>> begin

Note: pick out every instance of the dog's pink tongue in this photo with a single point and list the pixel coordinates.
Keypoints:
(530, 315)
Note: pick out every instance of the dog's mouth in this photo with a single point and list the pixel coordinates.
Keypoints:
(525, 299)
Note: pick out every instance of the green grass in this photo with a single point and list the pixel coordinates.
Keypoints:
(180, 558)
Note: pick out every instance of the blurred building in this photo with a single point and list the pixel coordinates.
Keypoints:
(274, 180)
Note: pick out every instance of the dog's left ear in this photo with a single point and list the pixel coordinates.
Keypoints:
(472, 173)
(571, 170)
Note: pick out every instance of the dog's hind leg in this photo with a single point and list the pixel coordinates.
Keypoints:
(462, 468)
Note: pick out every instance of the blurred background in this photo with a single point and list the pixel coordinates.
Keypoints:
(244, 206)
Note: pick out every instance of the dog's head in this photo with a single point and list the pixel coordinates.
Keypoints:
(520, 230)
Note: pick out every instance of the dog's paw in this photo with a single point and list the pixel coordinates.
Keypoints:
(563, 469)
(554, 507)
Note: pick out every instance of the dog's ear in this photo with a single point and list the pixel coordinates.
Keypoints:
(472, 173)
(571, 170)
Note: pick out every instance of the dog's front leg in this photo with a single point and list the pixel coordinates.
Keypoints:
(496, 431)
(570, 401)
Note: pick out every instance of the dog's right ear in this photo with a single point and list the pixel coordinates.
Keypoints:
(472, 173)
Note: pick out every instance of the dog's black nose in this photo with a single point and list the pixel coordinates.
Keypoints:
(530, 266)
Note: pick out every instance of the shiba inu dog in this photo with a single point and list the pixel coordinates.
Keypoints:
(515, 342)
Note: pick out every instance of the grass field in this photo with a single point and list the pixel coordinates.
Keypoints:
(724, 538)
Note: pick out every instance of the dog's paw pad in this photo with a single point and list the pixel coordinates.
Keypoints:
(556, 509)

>> end
>> begin

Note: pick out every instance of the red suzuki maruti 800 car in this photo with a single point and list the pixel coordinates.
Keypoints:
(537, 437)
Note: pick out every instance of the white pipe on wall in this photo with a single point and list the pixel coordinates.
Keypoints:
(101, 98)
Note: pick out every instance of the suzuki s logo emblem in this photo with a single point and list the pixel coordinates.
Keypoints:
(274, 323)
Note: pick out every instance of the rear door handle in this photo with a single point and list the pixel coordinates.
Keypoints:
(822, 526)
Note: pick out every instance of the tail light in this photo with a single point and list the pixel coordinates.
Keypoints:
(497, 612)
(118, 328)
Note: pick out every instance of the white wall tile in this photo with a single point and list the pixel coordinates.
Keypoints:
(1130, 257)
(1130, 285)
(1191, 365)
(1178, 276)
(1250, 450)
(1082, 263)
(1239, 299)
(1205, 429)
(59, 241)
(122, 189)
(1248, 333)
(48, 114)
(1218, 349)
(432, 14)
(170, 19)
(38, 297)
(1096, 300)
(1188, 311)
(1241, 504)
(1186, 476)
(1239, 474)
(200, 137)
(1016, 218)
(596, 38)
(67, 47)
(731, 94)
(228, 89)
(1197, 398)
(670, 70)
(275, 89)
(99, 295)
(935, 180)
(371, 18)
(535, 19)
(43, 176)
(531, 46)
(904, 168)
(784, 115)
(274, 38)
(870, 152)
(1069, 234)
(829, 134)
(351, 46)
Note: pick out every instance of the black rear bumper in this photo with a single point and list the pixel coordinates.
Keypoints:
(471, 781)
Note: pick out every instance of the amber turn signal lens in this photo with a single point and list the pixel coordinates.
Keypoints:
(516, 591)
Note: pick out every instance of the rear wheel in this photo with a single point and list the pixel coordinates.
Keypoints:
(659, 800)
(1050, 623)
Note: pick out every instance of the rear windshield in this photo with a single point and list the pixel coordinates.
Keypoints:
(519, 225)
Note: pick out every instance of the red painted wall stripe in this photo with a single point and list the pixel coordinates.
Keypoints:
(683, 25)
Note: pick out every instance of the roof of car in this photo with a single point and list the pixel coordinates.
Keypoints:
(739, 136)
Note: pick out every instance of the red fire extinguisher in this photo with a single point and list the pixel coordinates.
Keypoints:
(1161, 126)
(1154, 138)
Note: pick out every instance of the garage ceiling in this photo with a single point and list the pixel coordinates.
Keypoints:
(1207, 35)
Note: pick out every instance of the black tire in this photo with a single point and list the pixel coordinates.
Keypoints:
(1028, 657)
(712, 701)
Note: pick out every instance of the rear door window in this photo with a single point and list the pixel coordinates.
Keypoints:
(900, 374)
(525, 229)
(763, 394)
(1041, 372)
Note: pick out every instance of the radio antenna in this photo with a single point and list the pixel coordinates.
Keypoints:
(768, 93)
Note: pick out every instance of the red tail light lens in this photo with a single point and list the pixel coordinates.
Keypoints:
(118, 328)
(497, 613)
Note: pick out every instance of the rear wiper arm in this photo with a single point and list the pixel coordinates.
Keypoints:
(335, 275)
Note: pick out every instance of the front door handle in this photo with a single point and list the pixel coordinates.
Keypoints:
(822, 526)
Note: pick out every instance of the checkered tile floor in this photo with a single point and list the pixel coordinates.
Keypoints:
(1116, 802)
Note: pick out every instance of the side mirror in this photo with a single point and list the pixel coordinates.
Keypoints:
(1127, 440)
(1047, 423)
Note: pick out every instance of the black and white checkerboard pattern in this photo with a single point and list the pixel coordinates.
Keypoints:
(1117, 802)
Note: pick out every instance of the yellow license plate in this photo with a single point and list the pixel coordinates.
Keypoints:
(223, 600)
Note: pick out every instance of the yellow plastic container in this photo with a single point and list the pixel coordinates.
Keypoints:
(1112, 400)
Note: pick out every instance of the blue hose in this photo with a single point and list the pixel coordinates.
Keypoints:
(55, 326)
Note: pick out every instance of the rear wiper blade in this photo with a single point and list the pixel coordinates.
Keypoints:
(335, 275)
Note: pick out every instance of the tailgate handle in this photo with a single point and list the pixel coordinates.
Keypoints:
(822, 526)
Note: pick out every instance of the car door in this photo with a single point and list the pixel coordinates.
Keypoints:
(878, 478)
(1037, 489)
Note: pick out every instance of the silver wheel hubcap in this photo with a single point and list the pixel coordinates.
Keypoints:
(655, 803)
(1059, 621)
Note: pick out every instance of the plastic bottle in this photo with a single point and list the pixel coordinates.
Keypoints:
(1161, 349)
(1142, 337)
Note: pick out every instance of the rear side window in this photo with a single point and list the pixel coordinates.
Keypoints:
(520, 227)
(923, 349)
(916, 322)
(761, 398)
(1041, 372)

>> end
>> begin

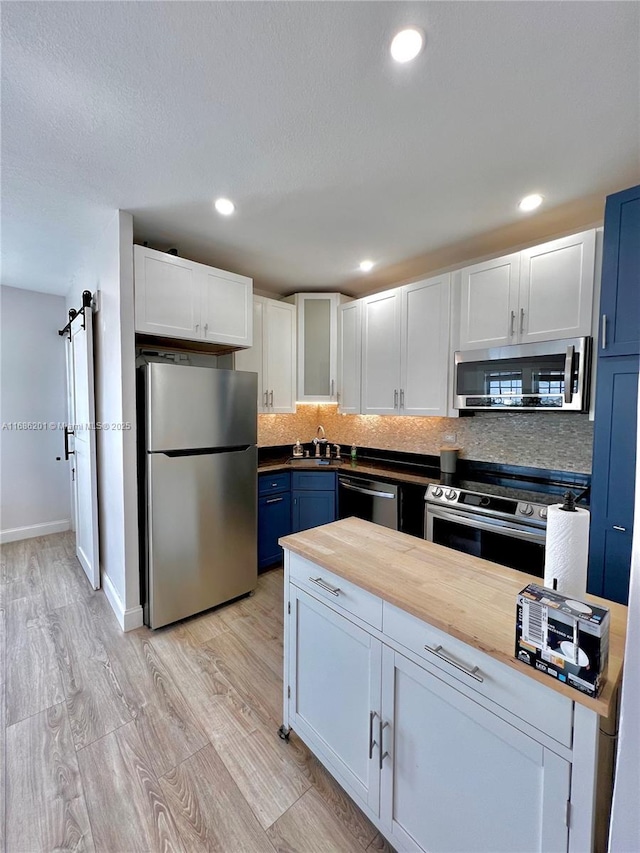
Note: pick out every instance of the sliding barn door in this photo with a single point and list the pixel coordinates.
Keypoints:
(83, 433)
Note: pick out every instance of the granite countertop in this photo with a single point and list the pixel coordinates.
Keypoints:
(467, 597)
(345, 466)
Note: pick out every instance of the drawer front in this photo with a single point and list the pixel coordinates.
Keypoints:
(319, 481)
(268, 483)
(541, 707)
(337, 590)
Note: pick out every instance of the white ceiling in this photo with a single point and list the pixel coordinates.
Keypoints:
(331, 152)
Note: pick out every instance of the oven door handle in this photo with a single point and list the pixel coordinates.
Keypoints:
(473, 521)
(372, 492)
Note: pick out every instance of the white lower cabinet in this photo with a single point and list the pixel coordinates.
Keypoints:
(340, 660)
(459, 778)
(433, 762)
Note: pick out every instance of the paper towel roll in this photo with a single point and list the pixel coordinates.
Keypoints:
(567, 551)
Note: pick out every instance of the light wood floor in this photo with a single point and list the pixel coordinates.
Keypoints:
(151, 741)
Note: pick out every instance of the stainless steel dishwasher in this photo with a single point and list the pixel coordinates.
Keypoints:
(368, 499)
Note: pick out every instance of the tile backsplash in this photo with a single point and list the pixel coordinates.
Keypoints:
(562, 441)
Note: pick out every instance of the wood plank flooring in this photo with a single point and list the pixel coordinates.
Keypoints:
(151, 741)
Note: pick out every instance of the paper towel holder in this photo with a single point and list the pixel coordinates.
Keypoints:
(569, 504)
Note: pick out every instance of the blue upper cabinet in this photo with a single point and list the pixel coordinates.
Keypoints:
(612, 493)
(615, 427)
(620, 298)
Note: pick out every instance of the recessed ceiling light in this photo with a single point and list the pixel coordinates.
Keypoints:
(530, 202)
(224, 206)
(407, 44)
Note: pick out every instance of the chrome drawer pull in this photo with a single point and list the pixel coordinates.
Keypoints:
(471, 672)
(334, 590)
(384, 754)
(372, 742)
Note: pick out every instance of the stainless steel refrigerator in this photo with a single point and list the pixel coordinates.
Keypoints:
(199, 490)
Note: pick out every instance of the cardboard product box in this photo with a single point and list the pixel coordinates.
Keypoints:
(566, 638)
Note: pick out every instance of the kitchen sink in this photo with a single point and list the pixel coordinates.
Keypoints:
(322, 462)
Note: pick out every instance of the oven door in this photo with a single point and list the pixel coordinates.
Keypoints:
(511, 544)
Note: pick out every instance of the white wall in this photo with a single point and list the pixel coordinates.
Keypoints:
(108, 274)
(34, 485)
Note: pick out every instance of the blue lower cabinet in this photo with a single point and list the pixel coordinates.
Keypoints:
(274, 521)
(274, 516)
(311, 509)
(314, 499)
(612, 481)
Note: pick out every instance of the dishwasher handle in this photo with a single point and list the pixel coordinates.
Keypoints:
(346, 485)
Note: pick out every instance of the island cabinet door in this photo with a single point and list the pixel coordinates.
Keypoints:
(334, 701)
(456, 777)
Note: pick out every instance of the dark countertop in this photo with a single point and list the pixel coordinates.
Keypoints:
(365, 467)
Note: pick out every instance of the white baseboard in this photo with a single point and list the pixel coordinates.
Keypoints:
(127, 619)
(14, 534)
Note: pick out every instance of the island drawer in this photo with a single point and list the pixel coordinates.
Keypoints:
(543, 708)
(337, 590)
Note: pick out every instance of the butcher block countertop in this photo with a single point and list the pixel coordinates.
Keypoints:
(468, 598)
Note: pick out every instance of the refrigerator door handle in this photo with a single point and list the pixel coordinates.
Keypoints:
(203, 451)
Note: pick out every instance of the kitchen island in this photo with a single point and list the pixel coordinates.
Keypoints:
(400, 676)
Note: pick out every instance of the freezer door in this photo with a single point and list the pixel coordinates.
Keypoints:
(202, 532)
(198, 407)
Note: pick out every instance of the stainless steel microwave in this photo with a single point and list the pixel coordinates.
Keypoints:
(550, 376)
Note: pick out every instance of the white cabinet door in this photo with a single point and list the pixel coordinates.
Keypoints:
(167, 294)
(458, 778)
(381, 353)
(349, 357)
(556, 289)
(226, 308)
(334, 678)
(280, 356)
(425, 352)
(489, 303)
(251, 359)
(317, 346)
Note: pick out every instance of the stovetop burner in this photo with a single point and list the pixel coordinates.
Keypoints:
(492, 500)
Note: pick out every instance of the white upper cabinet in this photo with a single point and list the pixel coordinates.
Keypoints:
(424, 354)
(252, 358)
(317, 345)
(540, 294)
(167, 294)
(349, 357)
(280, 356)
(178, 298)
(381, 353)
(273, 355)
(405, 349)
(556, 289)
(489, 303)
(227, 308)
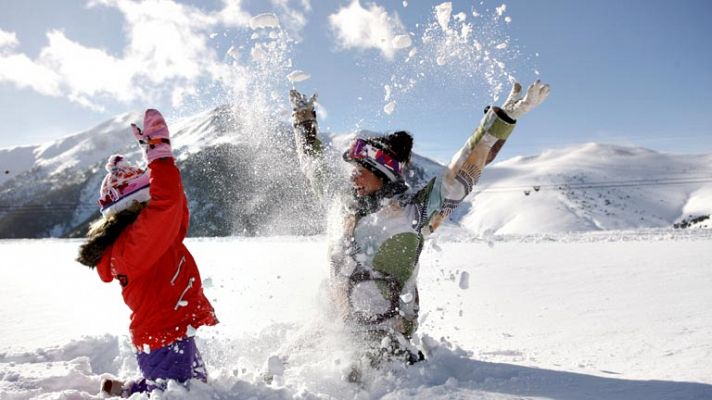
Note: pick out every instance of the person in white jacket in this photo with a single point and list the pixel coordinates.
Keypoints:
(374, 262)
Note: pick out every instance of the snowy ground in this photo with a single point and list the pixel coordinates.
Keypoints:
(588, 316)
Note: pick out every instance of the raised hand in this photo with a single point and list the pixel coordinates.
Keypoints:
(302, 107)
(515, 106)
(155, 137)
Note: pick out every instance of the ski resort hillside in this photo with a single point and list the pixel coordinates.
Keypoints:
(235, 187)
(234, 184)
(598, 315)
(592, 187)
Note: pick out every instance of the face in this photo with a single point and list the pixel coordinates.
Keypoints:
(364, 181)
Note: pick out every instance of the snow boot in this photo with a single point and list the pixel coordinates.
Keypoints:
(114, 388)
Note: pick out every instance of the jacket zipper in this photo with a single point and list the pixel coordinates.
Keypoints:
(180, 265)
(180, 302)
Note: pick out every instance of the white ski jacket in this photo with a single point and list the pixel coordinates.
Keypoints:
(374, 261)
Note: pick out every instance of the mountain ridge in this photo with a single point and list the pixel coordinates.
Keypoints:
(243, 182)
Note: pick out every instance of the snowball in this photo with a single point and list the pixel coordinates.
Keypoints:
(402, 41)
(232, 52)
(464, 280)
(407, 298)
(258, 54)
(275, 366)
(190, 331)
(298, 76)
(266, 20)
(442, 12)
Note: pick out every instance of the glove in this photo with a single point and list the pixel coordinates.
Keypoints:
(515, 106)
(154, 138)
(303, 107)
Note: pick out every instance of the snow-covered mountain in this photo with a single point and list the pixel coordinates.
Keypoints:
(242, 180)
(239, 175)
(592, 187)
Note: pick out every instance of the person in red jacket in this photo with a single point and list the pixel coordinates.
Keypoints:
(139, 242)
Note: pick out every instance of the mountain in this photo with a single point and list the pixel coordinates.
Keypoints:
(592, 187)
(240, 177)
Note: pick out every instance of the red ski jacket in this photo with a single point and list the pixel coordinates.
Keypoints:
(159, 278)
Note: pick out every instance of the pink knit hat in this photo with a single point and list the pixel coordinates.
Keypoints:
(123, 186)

>> end

# Brief:
Please copy out of the material above, word for word, the lines starting with the line that contains "Note: pick out every instance of the checkered" and going on through the line that contains "(1047, 423)", including both of those lines.

# The solution:
Note: pick out every instance of the checkered tile floor in this photo with a single point and list the pixel coordinates.
Keypoints:
(1116, 802)
Note: pick out every instance of the side mirror in this photo with a single point and list the pixel coordinates.
Keypoints:
(1127, 440)
(1047, 423)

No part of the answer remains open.